Given instruction -
Rewrite the stretch from "Stories and photos" through "she took later." in the story about Dijle Kurada, putting "merchant" in place of "businessman".

TURKEY FOCUS . . .
Stories and photos by Dag Smemo and Andrew Mathewson

How Dijle found the love she craved

Photo: Dijle Kurada, a Muslim who came to Christ in Britain, before returning to her native Turkey. Photo: UBS/Dag Smemo (TUR05DJ-40.JPG)
Dijle Kurada, a Muslim who came to Christ in Britain, before returning to her native Turkey. Photo: UBS/Dag Smemo (TUR05DJ-40.JPG)

TURKEY — Dijle Kurada, 24, comes from a Muslim family. Her mother and her father, a businessman, were both firm believers. But they divorced when she was seven, and she lived with her father, growing up with half-brothers and -sisters from his previous marriage.

The fractured relationships in her early life were a crucial factor in the path she took later.

“Because I was away from my mum, I always wanted to get closer to God,” she says. “My father always wanted me to study Islam and with no-one close to me except him, I felt like a foreigner in that family and I just worshipped Allah.” Nevertheless, the feeling of emptiness and sadness persisted.

Data lines -

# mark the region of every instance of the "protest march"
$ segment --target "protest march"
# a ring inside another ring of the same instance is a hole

Output of the exercise -
Stories and photos by Dag Smemo and Andrew Mathewson

How Dijle found the love she craved

Photo: Dijle Kurada, a Muslim who came to Christ in Britain, before returning to her native Turkey. Photo: UBS/Dag Smemo (TUR05DJ-40.JPG)
Dijle Kurada, a Muslim who came to Christ in Britain, before returning to her native Turkey. Photo: UBS/Dag Smemo (TUR05DJ-40.JPG)

TURKEY — Dijle Kurada, 24, comes from a Muslim family. Her mother and her father, a merchant, were both firm believers. But they divorced when she was seven, and she lived with her father, growing up with half-brothers and -sisters from his previous marriage.

The fractured relationships in her early life were a crucial factor in the path she took later.